▶ _TEXTE FOURNI_
Grâce à la retraite du père, ancien ingénieur du gouvernement, la famille jouit d’une petite aisance qui suffit à ses goûts modestes et aux frais d’alcool du vieux B… un incorrigible ivrogne.

Généralement, il se promène dès les premières heures de la matinée berçant une bouteille de « whisky » dans ses bras, en criant : « Were, is my bottle from Calcutta. »

Si d’aventure il aperçoit l’un de nous, il l’entraîne furtivement à l’abri des regards inquiets de sa fille cadette chargée de le surveiller, et veut le forcer à boire avec lui en lui racontant pour la millième fois son histoire et celle de ses parents.

C’est, au fond, celle de tous les Européens ; un grand-père, ou un arrière-grand-père, Européen, endetté, débauché, échoué dans un poste inférieur aux Indes, un déclassé employé aux chemins de fer ou à la police qui, pour toutes ces raisons, n’est jamais retourné dans sa patrie et a épousé par amour et intérêt, la fille d’un indigène de très basse caste quelque peu enrichi.

▶ _CONSIGNE_
Citez mot pour mot l'intégralité du texte fourni. Les lignes qui suivent ne sont pas nécessaires.

▶ _DONNÉES FOURNIES_
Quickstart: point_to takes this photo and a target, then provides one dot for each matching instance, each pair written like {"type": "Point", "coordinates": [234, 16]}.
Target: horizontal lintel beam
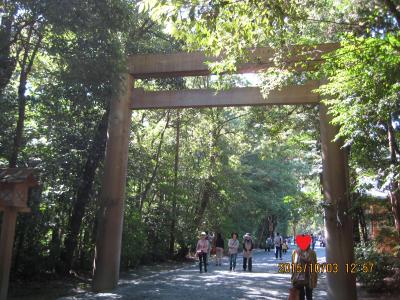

▶ _RÉPONSE RÉDIGÉE_
Grâce à la retraite du père, ancien ingénieur du gouvernement, la famille jouit d’une petite aisance qui suffit à ses goûts modestes et aux frais d’alcool du vieux B… un incorrigible ivrogne.

Généralement, il se promène dès les premières heures de la matinée berçant une bouteille de « whisky » dans ses bras, en criant : « Were, is my bottle from Calcutta. »

Si d’aventure il aperçoit l’un de nous, il l’entraîne furtivement à l’abri des regards inquiets de sa fille cadette chargée de le surveiller, et veut le forcer à boire avec lui en lui racontant pour la millième fois son histoire et celle de ses parents.

C’est, au fond, celle de tous les Européens ; un grand-père, ou un arrière-grand-père, Européen, endetté, débauché, échoué dans un poste inférieur aux Indes, un déclassé employé aux chemins de fer ou à la police qui, pour toutes ces raisons, n’est jamais retourné dans sa patrie et a épousé par amour et intérêt, la fille d’un indigène de très basse caste quelque peu enrichi.